THE EXERCISE
Starting at the line that contains "hand, one point per instance", copy each line through the end of the listing below. Include both ends and output nothing more.

INFORMATION SUPPLIED

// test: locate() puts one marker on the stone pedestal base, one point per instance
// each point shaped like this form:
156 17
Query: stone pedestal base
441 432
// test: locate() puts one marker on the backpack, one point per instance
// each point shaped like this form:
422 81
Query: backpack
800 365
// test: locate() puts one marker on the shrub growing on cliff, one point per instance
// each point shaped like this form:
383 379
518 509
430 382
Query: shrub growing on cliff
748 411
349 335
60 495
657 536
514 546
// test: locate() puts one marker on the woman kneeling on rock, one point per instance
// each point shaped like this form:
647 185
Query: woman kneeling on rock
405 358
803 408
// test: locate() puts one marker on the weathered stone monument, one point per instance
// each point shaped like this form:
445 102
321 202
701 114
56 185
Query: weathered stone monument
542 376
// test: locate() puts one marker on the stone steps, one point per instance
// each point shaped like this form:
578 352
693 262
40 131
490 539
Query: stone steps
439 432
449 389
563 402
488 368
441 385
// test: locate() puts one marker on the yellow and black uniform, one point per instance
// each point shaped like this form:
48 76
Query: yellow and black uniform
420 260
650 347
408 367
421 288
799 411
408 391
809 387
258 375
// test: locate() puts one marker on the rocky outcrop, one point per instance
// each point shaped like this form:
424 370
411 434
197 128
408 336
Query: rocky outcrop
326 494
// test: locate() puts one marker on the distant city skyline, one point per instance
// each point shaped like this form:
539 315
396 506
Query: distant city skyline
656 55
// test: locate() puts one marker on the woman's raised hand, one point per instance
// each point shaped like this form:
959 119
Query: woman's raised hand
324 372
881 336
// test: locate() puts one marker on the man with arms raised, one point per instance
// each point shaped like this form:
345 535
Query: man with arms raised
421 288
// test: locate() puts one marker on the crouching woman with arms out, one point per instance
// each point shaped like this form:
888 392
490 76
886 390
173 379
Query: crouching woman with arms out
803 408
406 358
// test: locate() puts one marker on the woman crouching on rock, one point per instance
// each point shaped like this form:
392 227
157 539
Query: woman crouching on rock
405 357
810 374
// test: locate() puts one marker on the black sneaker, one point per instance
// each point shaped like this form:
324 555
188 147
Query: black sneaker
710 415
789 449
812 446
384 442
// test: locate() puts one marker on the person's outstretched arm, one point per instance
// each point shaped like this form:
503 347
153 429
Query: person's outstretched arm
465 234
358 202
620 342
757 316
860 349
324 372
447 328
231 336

RESULT
// test: locate() puts one marker on the woman's raised hand, one point per instance
// each point shaped like this form:
959 119
Query: woman's raised hand
324 372
881 336
// test: locate() puts one marker on the man with arms raised, one point per instance
// each point shaped like this form:
345 535
Query: man with arms raised
421 288
// test: locate() puts one marker on the crouching woman with arms out, one point per instance
// each point shaped like this form:
888 392
490 76
886 390
173 379
Query: crouching woman with arms out
803 408
406 358
// test: locate() puts one marker on the woman crouching on rock, one point per instance
// each point shaped like this form:
392 227
157 539
Query: woman crouching on rock
405 357
810 374
// test: locate() puts one marker on the black sneaker, one point per instance
// each point shaped like this form:
324 555
188 147
Query: black sneaker
710 415
789 449
812 446
384 442
// test: locate() puts one marker on the person's outstretched arm, one point per instance
// each point shaped like this form:
503 347
153 429
Query: person's outstretched arm
465 234
358 202
620 342
757 316
860 349
324 372
447 328
231 336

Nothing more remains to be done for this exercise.